### TASK GOAL
Please state, according to the market report, what Citigroup's old and new share price targets for Hargreaves Lansdown were.

Market Report: Citi puts Hargreaves at bottom of league

 

Laura Chesters
Tuesday 30 October 2012 01:00 GMT
Comments

Owning football and rugby clubs is an expensive hobby. Stephen Lansdown has a majority shareholding in Bristol City football club and is also the backer of Bristol rugby club. In 2009 he sold some of his shares in the stockbroker he founded with Peter Hargreaves to help fund a new football stadium.

The plans for the stadium at Ashton Vale have had a few hiccups and now so has Hargreaves Lansdown's share price after Citigroup analysts yesterday slapped a sell rating on the financial advisory group and cut its share price target from 630p to 620p.

Citi's scribes think the forthcoming retail distribution review will result in a "significant structural change" in the market. "HL will need to announce and implement a new client-charging structure by end-2013. We see this as potentially disruptive to operations," Citi's experts said.

Hargreaves Lansdown, which listed in 2007, has more than 400,000 "Do-It-Yourself" customers who invest through its platform.

The sell rating – with Citi analysts thinking the shares over overvalued for the "risks it faces" – helped Hargreaves Lansdown get relegated to the bottom of the benchmark index and its shares lost 31.5p to 727.5p. Mr Lansdown is due to step down from the company's board next month and Citi also thinks there is a "potential overhang risk from his 20 per cent stake during 2013".

Hargreaves Lansdown was joined by fallers from the insurance sector, hit by news that Hurricane Sandy will begin its descent on the east coast of the US.

Sandy has forced Wall Street to close, and it will be shut today too. The shutdown due to weather, is the first time since 1985, when Hurricane Gloria was the culprit.

A raft of insurance groups' shares sank as investors speculated how the disaster will affect claims. Losers included mid-cap index general insurers Catlin, down 8.1p to 465p, Hiscox, 7.7p lighter at 476.5p, and Amlin, which lost 5.9p to 368.3p.

The US closure meant a very quiet London; trade is depressed on the back of the shutdown and US earnings results have been pushed back.

But the extremely low volumes and lack of liquidity only sent the FTSE 100 down 11.61 points to 5795.1.

The car insurers also had the brakes slammed on their share prices as part of the wider insurance sector woes.

But the entire car insurance sector could be driving into a period of turmoil; the Competition Commission is crawling over the industry to stamp out any unfair practices in what could be a blow to the largest London listing of 2012, Direct Line last month.

Direct Line's shares, down 2.25p to 190.25p, have soared above their float price of 175p. But it will release its third-quarter update on Friday and yesterday announced job cuts. Admiral steered southward, losing 23p to 1,094p.

### Shape boundary entries

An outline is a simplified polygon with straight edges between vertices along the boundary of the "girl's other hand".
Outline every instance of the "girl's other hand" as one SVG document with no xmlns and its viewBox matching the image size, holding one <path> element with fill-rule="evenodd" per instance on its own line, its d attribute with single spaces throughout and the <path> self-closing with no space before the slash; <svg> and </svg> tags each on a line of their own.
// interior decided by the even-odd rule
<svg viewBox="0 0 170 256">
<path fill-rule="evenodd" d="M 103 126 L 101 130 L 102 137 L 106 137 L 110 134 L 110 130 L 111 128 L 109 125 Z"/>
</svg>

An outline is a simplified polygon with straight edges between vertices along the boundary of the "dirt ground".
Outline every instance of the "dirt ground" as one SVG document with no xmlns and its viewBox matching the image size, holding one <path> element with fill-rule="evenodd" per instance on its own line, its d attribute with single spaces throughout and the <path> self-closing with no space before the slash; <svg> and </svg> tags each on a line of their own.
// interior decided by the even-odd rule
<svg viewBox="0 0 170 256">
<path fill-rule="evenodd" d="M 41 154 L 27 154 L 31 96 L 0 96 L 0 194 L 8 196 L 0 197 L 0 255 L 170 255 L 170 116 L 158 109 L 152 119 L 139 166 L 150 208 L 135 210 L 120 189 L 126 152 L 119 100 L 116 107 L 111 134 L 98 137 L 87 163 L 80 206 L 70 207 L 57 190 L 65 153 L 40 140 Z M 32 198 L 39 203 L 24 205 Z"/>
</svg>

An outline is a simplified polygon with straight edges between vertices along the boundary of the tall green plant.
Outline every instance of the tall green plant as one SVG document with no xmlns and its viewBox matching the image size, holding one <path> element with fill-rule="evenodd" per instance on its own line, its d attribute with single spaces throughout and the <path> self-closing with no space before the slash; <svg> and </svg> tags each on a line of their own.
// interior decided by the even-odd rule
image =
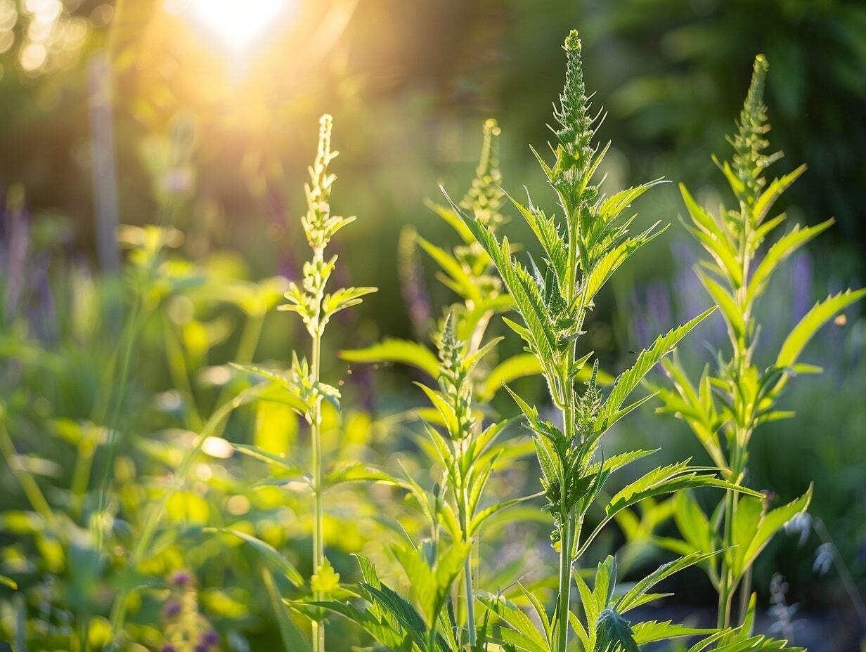
<svg viewBox="0 0 866 652">
<path fill-rule="evenodd" d="M 539 605 L 536 610 L 544 625 L 543 632 L 535 631 L 528 622 L 506 617 L 503 614 L 503 619 L 513 628 L 504 636 L 509 642 L 520 641 L 517 647 L 523 649 L 565 652 L 571 625 L 587 649 L 630 650 L 637 649 L 635 631 L 623 616 L 629 604 L 614 599 L 615 561 L 611 558 L 599 567 L 594 589 L 597 595 L 591 601 L 584 595 L 585 585 L 578 581 L 586 617 L 583 623 L 570 609 L 575 563 L 611 519 L 643 498 L 689 487 L 735 487 L 717 479 L 712 469 L 692 468 L 688 462 L 659 468 L 610 498 L 604 504 L 605 515 L 601 522 L 588 534 L 583 532 L 587 513 L 596 499 L 603 495 L 602 487 L 610 474 L 648 454 L 638 450 L 607 459 L 602 455 L 602 459 L 597 460 L 602 436 L 620 418 L 649 398 L 626 403 L 650 370 L 712 310 L 660 336 L 650 348 L 637 355 L 634 365 L 617 378 L 606 396 L 598 382 L 598 361 L 591 365 L 593 371 L 589 379 L 578 382 L 580 372 L 592 356 L 591 352 L 578 352 L 578 344 L 596 295 L 634 251 L 664 229 L 658 229 L 656 223 L 631 236 L 629 229 L 635 216 L 623 217 L 623 212 L 635 199 L 661 180 L 610 197 L 601 192 L 594 180 L 610 144 L 600 147 L 595 142 L 600 113 L 591 113 L 584 86 L 580 40 L 576 31 L 568 36 L 564 48 L 567 67 L 559 107 L 554 113 L 558 124 L 554 130 L 556 141 L 552 146 L 554 161 L 547 164 L 533 150 L 559 199 L 562 223 L 532 203 L 523 205 L 511 198 L 544 252 L 542 267 L 530 259 L 530 271 L 512 254 L 507 237 L 500 241 L 476 217 L 462 215 L 467 227 L 496 266 L 514 301 L 523 324 L 507 319 L 506 322 L 523 339 L 527 351 L 538 360 L 551 400 L 561 418 L 559 423 L 541 418 L 533 406 L 512 392 L 534 436 L 541 484 L 547 499 L 545 509 L 553 518 L 551 536 L 559 551 L 559 569 L 553 618 L 548 618 L 537 598 L 533 603 Z M 673 570 L 695 561 L 684 558 L 675 563 Z M 664 575 L 662 569 L 660 572 Z M 638 586 L 655 584 L 652 577 Z M 643 594 L 637 591 L 634 599 L 643 600 L 642 597 Z M 589 608 L 591 602 L 597 607 L 594 611 Z M 500 604 L 490 601 L 491 608 Z M 512 610 L 508 613 L 516 616 L 517 612 Z M 592 617 L 593 614 L 598 617 Z"/>
<path fill-rule="evenodd" d="M 460 203 L 460 208 L 471 211 L 476 219 L 494 229 L 507 219 L 501 213 L 504 193 L 500 187 L 500 133 L 496 120 L 484 122 L 475 175 Z M 491 320 L 512 309 L 513 301 L 504 292 L 490 257 L 458 212 L 434 202 L 426 203 L 462 241 L 449 251 L 423 238 L 414 229 L 404 232 L 413 247 L 417 244 L 437 264 L 439 281 L 460 298 L 447 308 L 443 320 L 435 326 L 431 333 L 436 353 L 419 342 L 388 339 L 364 349 L 340 352 L 340 356 L 351 362 L 410 365 L 436 381 L 432 386 L 417 384 L 433 404 L 432 409 L 417 412 L 426 419 L 429 445 L 424 450 L 432 463 L 444 469 L 439 485 L 442 494 L 433 499 L 410 478 L 407 478 L 407 484 L 419 505 L 436 505 L 438 500 L 445 510 L 443 513 L 453 514 L 453 518 L 445 518 L 444 528 L 453 541 L 466 548 L 462 568 L 465 622 L 462 620 L 463 612 L 457 609 L 455 625 L 465 630 L 467 642 L 474 645 L 477 623 L 473 546 L 478 543 L 483 520 L 524 500 L 483 505 L 483 490 L 496 466 L 507 457 L 520 455 L 522 449 L 514 441 L 495 442 L 506 423 L 494 423 L 485 428 L 484 412 L 480 406 L 505 383 L 538 373 L 538 365 L 534 357 L 528 354 L 518 354 L 492 366 L 487 364 L 485 358 L 493 358 L 501 339 L 485 341 Z M 483 372 L 480 372 L 481 370 Z M 444 431 L 445 436 L 437 428 Z M 428 520 L 436 520 L 436 510 L 423 508 L 423 512 Z M 437 524 L 433 526 L 433 532 L 437 527 Z"/>
<path fill-rule="evenodd" d="M 805 171 L 805 165 L 800 165 L 770 183 L 764 176 L 767 167 L 782 157 L 780 152 L 766 152 L 770 126 L 764 86 L 768 69 L 766 59 L 759 55 L 737 131 L 728 139 L 734 155 L 724 162 L 714 158 L 734 193 L 735 206 L 722 207 L 714 215 L 698 204 L 684 185 L 680 186 L 692 222 L 692 225 L 685 221 L 683 224 L 709 254 L 696 266 L 695 274 L 724 317 L 730 351 L 727 355 L 720 353 L 714 373 L 708 365 L 696 384 L 677 358 L 665 361 L 674 388 L 659 391 L 664 403 L 661 410 L 683 419 L 713 462 L 738 487 L 747 480 L 749 444 L 758 427 L 793 416 L 790 410 L 777 409 L 789 379 L 821 371 L 799 361 L 810 339 L 837 313 L 866 295 L 864 289 L 848 290 L 816 303 L 788 334 L 774 362 L 764 369 L 756 363 L 760 326 L 754 311 L 773 274 L 786 258 L 834 222 L 830 218 L 806 228 L 795 224 L 771 246 L 764 247 L 785 219 L 784 213 L 771 216 L 773 205 Z M 811 497 L 810 487 L 796 500 L 768 510 L 757 498 L 740 499 L 729 490 L 720 506 L 720 518 L 708 518 L 688 495 L 678 499 L 677 523 L 692 548 L 725 549 L 718 563 L 708 565 L 719 592 L 720 627 L 742 622 L 749 604 L 753 564 L 772 535 L 806 509 Z M 738 586 L 741 588 L 740 616 L 734 621 L 731 611 Z"/>
<path fill-rule="evenodd" d="M 310 336 L 310 359 L 292 353 L 292 366 L 288 372 L 264 370 L 249 365 L 239 365 L 255 374 L 263 376 L 272 391 L 265 400 L 288 403 L 307 421 L 310 428 L 310 474 L 305 478 L 313 493 L 313 577 L 310 588 L 313 597 L 323 600 L 329 597 L 332 588 L 339 581 L 333 567 L 325 557 L 324 519 L 325 493 L 329 487 L 340 481 L 364 480 L 363 470 L 354 467 L 340 467 L 325 474 L 321 442 L 322 403 L 330 401 L 339 406 L 339 391 L 321 380 L 322 336 L 331 318 L 340 310 L 356 306 L 365 294 L 375 292 L 375 287 L 342 287 L 328 292 L 326 286 L 333 273 L 337 256 L 326 257 L 326 249 L 331 239 L 343 227 L 355 221 L 354 216 L 343 217 L 331 213 L 331 190 L 336 176 L 328 166 L 338 152 L 331 150 L 332 118 L 323 115 L 319 123 L 319 146 L 316 158 L 309 167 L 310 180 L 304 186 L 307 196 L 307 213 L 301 222 L 307 236 L 307 242 L 313 251 L 311 260 L 304 263 L 303 278 L 300 284 L 292 282 L 286 293 L 288 303 L 281 310 L 297 313 Z M 238 450 L 254 457 L 276 464 L 291 474 L 300 474 L 300 468 L 294 463 L 273 453 L 255 446 L 237 446 Z M 242 537 L 259 550 L 267 553 L 267 558 L 278 558 L 276 551 L 267 544 L 249 536 Z M 278 567 L 281 567 L 277 561 Z M 278 616 L 283 607 L 277 601 Z M 313 649 L 325 650 L 325 629 L 320 618 L 313 618 Z M 285 628 L 288 622 L 283 622 Z"/>
</svg>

### SOLUTION
Citigroup cut the target from 630p to 620p.